## [Things to do]
1 - Please answer these from the text on human eye-fixation datasets for action videos:
(a) How many subjects supplied the fixations?
(b) From how many Hollywood movies were the Hollywood-2 actions collected?
(c) How many videos does UCF Sports contain?
2 - Extend the text on human eye-fixation datasets for action videos beyond its final sentence.

• Human fixations for the Hollywood-2 and UCF Sports action datasets

  • 16 subjects (both male and female)

  • 669.187 human fixations, 92 subject-video hours

  • Task specific and task-independent free viewing conditions

  • High quality capture (500Hz sampling rate, average calibration error less than 0.45 degrees)

The datasets, alignment and saliency models, and related experiments are described in:

  • Stefan Mathe and Cristian Sminchisescu, Dynamic Eye Movement Datasets and Learnt Saliency Models for Visual Action Recognition, European Conference on Computer Vision (ECCV), 2012 [pdf][bibtex]

  • Stefan Mathe and Cristian Sminchisescu, Actions in the Eye: Dynamic Gaze Datasets and Learnt Saliency Models for Visual Recognition, IEEE Transactions on Pattern Analysis and Machine Intelligence (PAMI), vol. 37, 2015 [pdf][bibtex]

This dataset is one of the largest and most challenging available for real world actions. It contains 12 classes: answering phone, driving car, eating, fighting, getting out of car, shaking hands, hugging, kissing, running, sitting down, sitting up and standing up. These actions are collected from a set of 69 Hollywood movies. It consists of about 487k frames totalling about 20 hours of video and is split into a training set of 823 sequences and a test of 884 sequences. There is no overlap between the 33 movies in the training set and the 36 movies in the test set.

UCF Sports

This high resolution dataset was collected mostly from broadcast television channels. It contains 150 videos covering 9 sports action classes: diving, golf-swinging, kicking, lifting, horseback riding, running, skateboarding, swinging and walking. Unlike Hollywood-2, there are no separate training and test sets, and evaluation of action recognition learning algorithms is typically carried out by leave-one-out cross-validation.

## [Data shown]
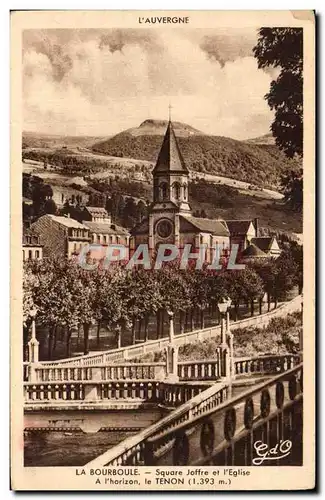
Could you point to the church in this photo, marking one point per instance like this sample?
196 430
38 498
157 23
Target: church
170 218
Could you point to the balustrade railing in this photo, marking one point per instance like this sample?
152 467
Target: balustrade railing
205 430
265 364
169 395
128 352
200 370
134 450
125 371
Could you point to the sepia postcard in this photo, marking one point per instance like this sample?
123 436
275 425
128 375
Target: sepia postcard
162 250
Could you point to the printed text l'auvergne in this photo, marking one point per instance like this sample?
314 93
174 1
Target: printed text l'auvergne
164 20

## [Answers given]
1 -
(a) 16
(b) 69
(c) 150

2 -
Eyetracking Setup and Geometry

Eye movements were recorded using an SMI iView X HiSpeed 1250 tower-mounted eye tracker, with a sampling frequency of 500Hz. The head of the subject was placed on a chin-rest located at 60cm from the display. Viewing conditions were binocular and gaze data was collected from the dominant eye of the participant. The LCD display had a resolution 1280 x 1024 pixels, with a physical screen size of 47.5 x 29.5cm. Because the resolution varies across the datasets, each video was rescaled to fit the screen, preserving the original aspect ratio. The visual angles subtended by the stimuli were 38.4 degrees in the horizontal plane and ranged from 13.81 to 26.18 degrees in the vertical plane.

snapshot of our eyetracker

Calibration and Validation Procedures

The calibration procedure was carried out at the beginning of each block. The subject had to follow a target that was placed sequentially at 13 locations evenly distributed across the screen. Accuracy of the calibration was then validated at 4 of these calibrated locations. If the error in the estimated position was greater than 0.75 degrees of visual angle, the experiment was stopped and calibration restarted. At the end of each block, validation was carried out again, to account for fluctuations in the recording environment. If the validation error exceeded 0.75 degrees of visual angle, the data acquired during the block was deemed noisy and discarded from further analysis. Following this procedure, 1.71% of the data had to be discarded.

calibration points


We have collected data from 16 human volunteers (9 male and 7 female) aged between 21 and 41. We split them into an active group, which had to solve an action recognition task, and a free-viewing group, which was not required to solve any specific task while being presented the videos in the two datasets. There were 12 active subjects (7 male and 5 female) and 4 free viewing subjects (2 male and 2 female). None of the free viewers was aware of the task of the active group and none was a cognitive scientist.

Recording Protocol

Before each video sequence was shown, participants in the active group were required to fixate the center of the screen. Display would proceed automatically using the trigger area-of-interest feature provided by the iView X software.

Participants in the active group had to identify the actions in each video sequence. Their multiple choice actions were recorded through a set of check-boxes displayed at the end of each video, which the subject manipulated using a mouse. Participants in the free viewing group underwent a similar protocol, the only difference being that the questionnaire step was skipped.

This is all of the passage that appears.